Prompt: Copy each entry below unchanged; the images do not go in the copy.

━━━━━━━━━━━━━━━━━━━━━━━━━━━━━━

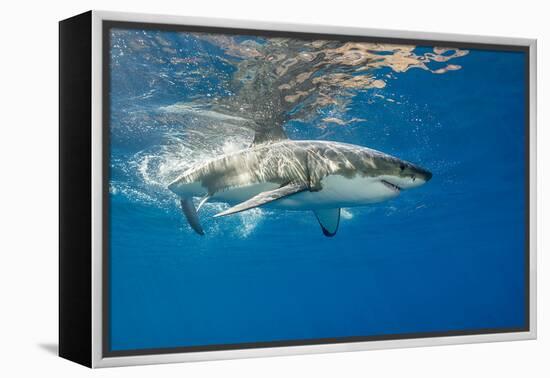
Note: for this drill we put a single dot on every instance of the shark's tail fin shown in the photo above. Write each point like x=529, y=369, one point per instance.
x=191, y=215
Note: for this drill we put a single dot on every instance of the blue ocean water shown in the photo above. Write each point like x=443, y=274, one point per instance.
x=445, y=257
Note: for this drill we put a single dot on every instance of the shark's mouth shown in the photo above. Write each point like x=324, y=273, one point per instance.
x=391, y=186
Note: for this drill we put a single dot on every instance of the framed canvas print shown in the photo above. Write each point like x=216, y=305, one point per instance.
x=236, y=189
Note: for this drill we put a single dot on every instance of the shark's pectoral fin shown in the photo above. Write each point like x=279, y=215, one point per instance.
x=329, y=219
x=191, y=215
x=265, y=197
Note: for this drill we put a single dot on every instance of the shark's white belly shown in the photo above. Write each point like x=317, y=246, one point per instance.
x=337, y=191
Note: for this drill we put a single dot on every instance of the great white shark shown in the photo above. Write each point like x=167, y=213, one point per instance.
x=302, y=175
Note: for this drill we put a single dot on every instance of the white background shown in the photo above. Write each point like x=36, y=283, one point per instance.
x=28, y=186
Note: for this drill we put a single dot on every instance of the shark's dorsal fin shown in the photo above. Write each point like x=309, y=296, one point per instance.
x=264, y=135
x=329, y=219
x=265, y=197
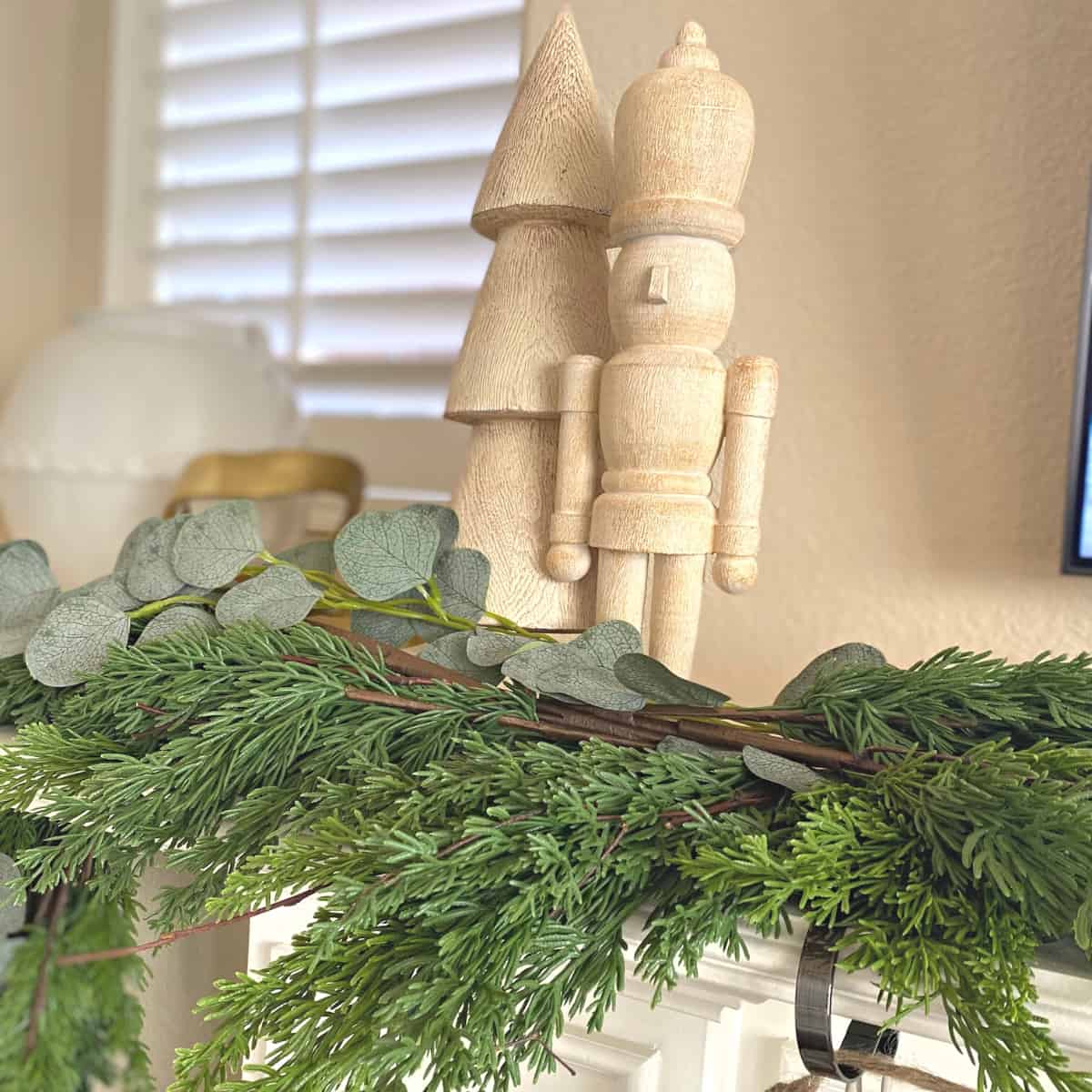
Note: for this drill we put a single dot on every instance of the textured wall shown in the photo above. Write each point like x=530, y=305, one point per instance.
x=53, y=86
x=913, y=260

━━━━━━━━━━━━━━━━━━━━━━━━━━━━━━

Written solution:
Note: for this drill we put a single dot on every instance of the shark's tail fin shown in the photo above. Write each point like x=529, y=369, one point per instance.
x=191, y=215
Note: for this drill we put a single dot on every instance of the blue ocean water shown in the photo above. Write each point like x=443, y=274, one point per instance.
x=445, y=257
Note: for this drill we put a single dot on every instance of the shark's mouth shown in the photo above. Write each point like x=324, y=273, one point per instance.
x=391, y=186
Note: for this drill we put a single dot on every instance of the framed canvas print shown in the photo above. Write each point like x=216, y=305, one point per instance.
x=236, y=189
Note: for this drill we put a single dot on every instance of the shark's pectoral fin shown in the photo above. Write each point like x=279, y=215, one point per instance.
x=329, y=219
x=191, y=215
x=265, y=197
Note: for this drill we put a single dot on every instance of the shark's white belly shown in the photo above. Write each point like x=317, y=246, one point per instance.
x=337, y=191
Note: for this drill we put a single dot on every instance of the great white shark shown in the photo above. Write each point like x=167, y=213, one point per instance.
x=302, y=175
Note: for this drill we put a single dot on every instance of the white background shown in the photo above. Write each point like x=36, y=283, one point per instance.
x=28, y=186
Note: for this drill we put a single dot on every instance of the shark's dorsal fin shown in the photo above. Write each point like x=309, y=296, one point per instance.
x=264, y=135
x=329, y=219
x=265, y=197
Note: for this drill we put a single dot on every instance of the textured wall shown in the photo above. Write each point like x=530, y=305, one point per instance.
x=53, y=86
x=913, y=260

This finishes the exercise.